• TRY IT
Transcribe the listing in full, word for word; pictures do not belong in the copy.

• SOURCE DATA
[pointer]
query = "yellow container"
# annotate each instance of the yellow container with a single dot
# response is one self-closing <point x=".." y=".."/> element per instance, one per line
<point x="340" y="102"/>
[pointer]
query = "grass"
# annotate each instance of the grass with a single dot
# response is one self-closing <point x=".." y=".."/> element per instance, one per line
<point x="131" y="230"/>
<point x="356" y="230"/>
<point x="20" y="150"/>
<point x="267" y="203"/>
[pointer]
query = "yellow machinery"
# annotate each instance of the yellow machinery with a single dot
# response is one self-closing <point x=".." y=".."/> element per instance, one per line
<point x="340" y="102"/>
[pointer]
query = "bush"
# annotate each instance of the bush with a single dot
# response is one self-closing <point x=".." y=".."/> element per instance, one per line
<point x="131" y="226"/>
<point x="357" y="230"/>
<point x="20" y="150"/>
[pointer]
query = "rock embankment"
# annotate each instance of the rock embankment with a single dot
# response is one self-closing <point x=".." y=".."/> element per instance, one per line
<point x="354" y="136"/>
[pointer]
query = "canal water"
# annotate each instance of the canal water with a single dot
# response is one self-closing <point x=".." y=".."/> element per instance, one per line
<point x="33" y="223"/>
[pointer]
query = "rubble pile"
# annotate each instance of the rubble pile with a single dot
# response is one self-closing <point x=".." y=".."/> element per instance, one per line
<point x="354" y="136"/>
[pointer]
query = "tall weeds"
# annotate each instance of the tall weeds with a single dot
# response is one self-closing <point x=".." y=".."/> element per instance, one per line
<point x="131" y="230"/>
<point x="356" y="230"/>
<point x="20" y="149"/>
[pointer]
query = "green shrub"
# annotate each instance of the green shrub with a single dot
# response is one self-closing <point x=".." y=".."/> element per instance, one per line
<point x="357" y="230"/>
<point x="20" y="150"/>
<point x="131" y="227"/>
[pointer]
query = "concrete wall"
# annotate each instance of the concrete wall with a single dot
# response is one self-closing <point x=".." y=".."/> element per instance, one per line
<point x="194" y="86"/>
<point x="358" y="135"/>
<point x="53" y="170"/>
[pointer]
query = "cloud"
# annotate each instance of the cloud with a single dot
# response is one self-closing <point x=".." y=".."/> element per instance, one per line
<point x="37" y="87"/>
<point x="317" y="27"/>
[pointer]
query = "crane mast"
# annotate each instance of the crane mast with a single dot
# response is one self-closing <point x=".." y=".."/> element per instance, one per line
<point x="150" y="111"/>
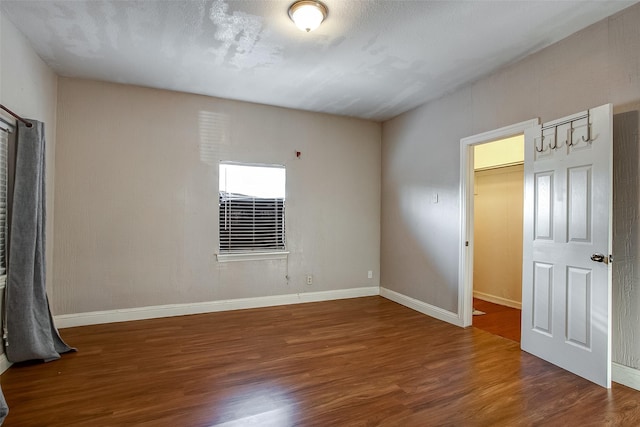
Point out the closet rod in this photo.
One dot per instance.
(17, 117)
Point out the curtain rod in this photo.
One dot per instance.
(17, 117)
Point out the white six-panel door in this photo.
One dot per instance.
(566, 295)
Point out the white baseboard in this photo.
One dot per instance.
(625, 375)
(4, 363)
(124, 315)
(422, 307)
(497, 300)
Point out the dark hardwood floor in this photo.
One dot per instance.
(498, 320)
(357, 362)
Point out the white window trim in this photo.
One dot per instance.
(251, 256)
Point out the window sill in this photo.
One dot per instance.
(252, 256)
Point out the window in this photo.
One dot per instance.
(252, 203)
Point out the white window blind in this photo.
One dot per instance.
(252, 208)
(4, 159)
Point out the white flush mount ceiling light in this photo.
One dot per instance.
(308, 14)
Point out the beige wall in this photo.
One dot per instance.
(421, 152)
(136, 197)
(29, 88)
(497, 235)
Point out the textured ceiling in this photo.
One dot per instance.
(371, 58)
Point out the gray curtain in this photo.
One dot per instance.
(31, 334)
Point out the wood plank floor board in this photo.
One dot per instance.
(357, 362)
(498, 320)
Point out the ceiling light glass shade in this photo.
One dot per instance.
(307, 14)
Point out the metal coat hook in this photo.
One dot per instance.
(570, 137)
(555, 139)
(588, 134)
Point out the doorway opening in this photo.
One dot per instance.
(498, 192)
(467, 247)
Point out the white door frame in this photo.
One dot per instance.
(465, 273)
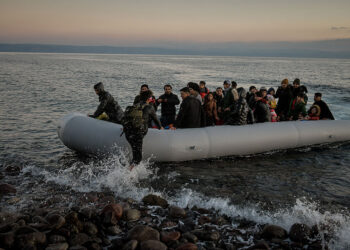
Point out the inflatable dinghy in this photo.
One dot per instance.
(87, 135)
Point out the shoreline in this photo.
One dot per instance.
(101, 221)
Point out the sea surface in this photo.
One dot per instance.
(308, 185)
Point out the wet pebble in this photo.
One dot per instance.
(177, 212)
(132, 214)
(7, 189)
(155, 200)
(152, 245)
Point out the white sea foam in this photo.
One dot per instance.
(112, 174)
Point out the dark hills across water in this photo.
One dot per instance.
(316, 49)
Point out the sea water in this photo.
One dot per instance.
(309, 185)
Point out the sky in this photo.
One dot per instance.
(164, 22)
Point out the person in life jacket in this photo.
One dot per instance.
(135, 124)
(203, 91)
(168, 101)
(144, 87)
(326, 113)
(297, 109)
(108, 109)
(314, 113)
(271, 101)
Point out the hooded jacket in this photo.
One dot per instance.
(325, 111)
(284, 96)
(168, 108)
(239, 113)
(108, 105)
(262, 112)
(191, 114)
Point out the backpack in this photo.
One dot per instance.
(133, 118)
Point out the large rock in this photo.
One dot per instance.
(130, 245)
(30, 239)
(155, 200)
(114, 230)
(190, 237)
(187, 246)
(90, 228)
(167, 237)
(58, 246)
(143, 233)
(56, 221)
(207, 235)
(261, 245)
(177, 212)
(112, 213)
(299, 233)
(79, 239)
(153, 245)
(7, 189)
(7, 239)
(132, 214)
(54, 239)
(273, 231)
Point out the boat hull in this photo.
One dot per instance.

• ANSWER FOR THIS EXERCISE
[pointer]
query = "yellow container"
# annotate each instance of the yellow container with a single dot
# response is one self-closing <point x=".." y=".."/> element per instance, one per line
<point x="340" y="102"/>
[pointer]
query = "grass"
# annotate each instance of the grass with a single dot
# response is one self-closing <point x=".." y=".."/> element per instance, one per line
<point x="131" y="230"/>
<point x="356" y="230"/>
<point x="20" y="150"/>
<point x="267" y="203"/>
[pointer]
query = "yellow machinery"
# annotate each instance of the yellow machinery with a single dot
# response is one self-closing <point x=".." y=".."/> element per instance, one per line
<point x="340" y="102"/>
[pointer]
query = "bush"
# annotate each instance of the bush with a single dot
# response is one self-closing <point x=".." y=".."/> element per instance, one per line
<point x="131" y="226"/>
<point x="357" y="230"/>
<point x="20" y="150"/>
[pointer]
query = "rock embankment"
# annotate each instance of the rock embankment with a single dot
# response is one self-closing <point x=".." y=".."/> element per instance, one per line
<point x="354" y="136"/>
[pointer]
query = "canal water"
# annotate each instance of the canal water with a single dot
# response is one self-closing <point x=".." y=".."/> element per instance, one per line
<point x="33" y="223"/>
[pointer]
query = "rubble pile"
# annotate each instance of the rubble pile with a single dot
# response is one self-closing <point x=".." y=".."/> element per instance, one per line
<point x="354" y="136"/>
[pointer]
query = "tall weeds"
# annotate each instance of the tall weeds with a single dot
# response is one self-closing <point x=".." y=".."/> element per instance, one per line
<point x="131" y="230"/>
<point x="356" y="230"/>
<point x="20" y="149"/>
[pointer]
query = "green shrub"
# annotate each instance of the green shrub with a single dot
# response is one self-closing <point x=".." y=".."/> element per instance, one per line
<point x="357" y="230"/>
<point x="20" y="150"/>
<point x="131" y="227"/>
[pointer]
query = "concrete wall"
# annotate each instance of the concrete wall with a single dot
# response is one self-closing <point x=".." y=".."/> element per instance, one per line
<point x="194" y="86"/>
<point x="358" y="135"/>
<point x="53" y="170"/>
[pointer]
query = "cloud"
# annotate each instance of the cloud with a single dot
# response is one self-closing <point x=".." y=".."/> element per instance, one per line
<point x="37" y="87"/>
<point x="317" y="27"/>
[pointer]
query = "crane mast"
# annotate each instance of the crane mast with a single dot
# response is one self-closing <point x=".." y=".."/> element per instance, one per line
<point x="150" y="111"/>
Point out the closet rod in this photo.
One dot per instance.
(17, 117)
Point out the curtain rod in this photo.
One dot per instance.
(17, 117)
Point out the white six-panel door in this photo.
One dot per instance.
(566, 295)
Point out the white baseboard in this photo.
One dot per instance.
(625, 375)
(4, 363)
(124, 315)
(422, 307)
(497, 300)
Point out the dark hardwood floor in this photo.
One dot per instance.
(498, 320)
(357, 362)
Point out the white window trim in this photo.
One dot per instance.
(251, 256)
Point out the window sill in this photo.
One dot per instance.
(252, 256)
Point out the window in this photo.
One dot per instance.
(252, 203)
Point out the white window blind in this photo.
One dot per instance.
(252, 208)
(4, 159)
Point out the white flush mount ceiling light in this photo.
One dot per instance.
(308, 14)
Point out the beige wall in this photo.
One dot per instance.
(421, 152)
(136, 197)
(29, 88)
(497, 235)
Point out the textured ceiling in this photo.
One dot per instance.
(371, 58)
Point out the gray curtain in this photo.
One dot per instance.
(31, 334)
Point out the wood plank floor board in this photo.
One dot per instance.
(357, 362)
(498, 320)
Point out the ceiling light glass shade in this photo.
One dot per instance.
(307, 14)
Point out the metal coat hook in this photo.
One dot per instance.
(570, 137)
(555, 139)
(588, 134)
Point out the doorway opening in this photo.
One dot per instance.
(498, 192)
(467, 247)
Point out the white door frame in this photo.
One dot per instance.
(465, 273)
Point out the inflatable dinghy in this photo.
One dot per instance.
(87, 135)
Point out the shoreline in this photo.
One dot per instance.
(101, 221)
Point out the sea surface in this photo.
One dot per instance.
(308, 185)
Point out the wet pebble in this photo.
One dot per instance.
(177, 212)
(132, 214)
(7, 189)
(155, 200)
(152, 245)
Point out the white sea foam in this photo.
One dot per instance.
(112, 174)
Point out the dark hills across water in this photo.
One dot per instance.
(316, 49)
Point out the sea water in this photo.
One dot per instance.
(309, 185)
Point out the sky in this photo.
One dot per instance.
(164, 22)
Point out the person in life jacket in this photo.
One dot per instance.
(135, 124)
(203, 91)
(168, 101)
(144, 87)
(326, 113)
(297, 109)
(108, 109)
(314, 113)
(271, 101)
Point out the hooded jacket in this photo.
One dot per instance.
(325, 111)
(284, 96)
(168, 108)
(239, 113)
(108, 105)
(262, 112)
(191, 114)
Point out the backpack in this photo.
One dot per instance.
(133, 118)
Point out the large rock in this photo.
One dot per instance.
(130, 245)
(30, 239)
(155, 200)
(114, 230)
(190, 237)
(187, 246)
(90, 228)
(167, 237)
(58, 246)
(143, 233)
(56, 221)
(207, 235)
(261, 245)
(177, 212)
(112, 213)
(299, 233)
(79, 239)
(153, 245)
(7, 189)
(7, 239)
(132, 214)
(54, 239)
(273, 231)
Point out the boat hull in this photo.
One dot per instance.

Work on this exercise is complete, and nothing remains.